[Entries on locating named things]
________________
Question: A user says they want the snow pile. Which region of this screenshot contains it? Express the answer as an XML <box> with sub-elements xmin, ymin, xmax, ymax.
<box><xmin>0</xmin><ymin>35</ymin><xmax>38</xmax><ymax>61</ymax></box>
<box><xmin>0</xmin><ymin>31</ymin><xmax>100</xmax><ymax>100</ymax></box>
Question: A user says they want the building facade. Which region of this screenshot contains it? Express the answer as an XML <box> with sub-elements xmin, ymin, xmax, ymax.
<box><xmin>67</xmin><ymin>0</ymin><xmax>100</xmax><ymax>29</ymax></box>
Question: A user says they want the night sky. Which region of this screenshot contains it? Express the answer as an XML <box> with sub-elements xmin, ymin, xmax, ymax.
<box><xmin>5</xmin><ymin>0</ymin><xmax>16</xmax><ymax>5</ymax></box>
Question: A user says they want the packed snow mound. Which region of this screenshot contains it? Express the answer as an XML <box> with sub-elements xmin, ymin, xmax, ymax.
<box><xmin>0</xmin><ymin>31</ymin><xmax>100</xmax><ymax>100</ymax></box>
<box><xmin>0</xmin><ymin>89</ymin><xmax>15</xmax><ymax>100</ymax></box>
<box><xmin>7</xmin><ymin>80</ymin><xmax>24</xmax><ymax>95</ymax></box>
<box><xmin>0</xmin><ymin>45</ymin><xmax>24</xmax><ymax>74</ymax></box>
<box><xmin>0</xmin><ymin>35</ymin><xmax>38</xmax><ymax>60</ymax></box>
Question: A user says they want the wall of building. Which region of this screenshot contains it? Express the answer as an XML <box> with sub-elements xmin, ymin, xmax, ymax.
________________
▸ Requirements
Reproduce every one of these lines without any change.

▸ Response for this exercise
Question: A user says they want the snow pile. Which region of this screenshot contains it? Express the answer as an XML <box> with sub-elements xmin, ymin, xmax, ymax.
<box><xmin>0</xmin><ymin>35</ymin><xmax>38</xmax><ymax>61</ymax></box>
<box><xmin>0</xmin><ymin>31</ymin><xmax>100</xmax><ymax>100</ymax></box>
Question: A user says they want the building facade. Which region of this screenshot contains it? Express the answer as an XML <box> with sub-elements xmin, ymin, xmax, ymax.
<box><xmin>67</xmin><ymin>0</ymin><xmax>100</xmax><ymax>29</ymax></box>
Question: A user says they want the night sky. Which region of this screenshot contains it? Express the answer as an XML <box> with sub-elements xmin, ymin, xmax, ymax.
<box><xmin>5</xmin><ymin>0</ymin><xmax>16</xmax><ymax>5</ymax></box>
Question: A user says they want the packed snow mound. Which region of this screenshot contains it? Express the answer as an XML <box> with sub-elements xmin, ymin, xmax, ymax.
<box><xmin>0</xmin><ymin>31</ymin><xmax>100</xmax><ymax>100</ymax></box>
<box><xmin>0</xmin><ymin>89</ymin><xmax>15</xmax><ymax>100</ymax></box>
<box><xmin>7</xmin><ymin>80</ymin><xmax>24</xmax><ymax>95</ymax></box>
<box><xmin>0</xmin><ymin>45</ymin><xmax>24</xmax><ymax>74</ymax></box>
<box><xmin>0</xmin><ymin>35</ymin><xmax>38</xmax><ymax>60</ymax></box>
Question: A user says they want the wall of building. Which region of this screenshot contains it? Express the answer as an XML <box> with sub-elements xmin, ymin, xmax, ymax.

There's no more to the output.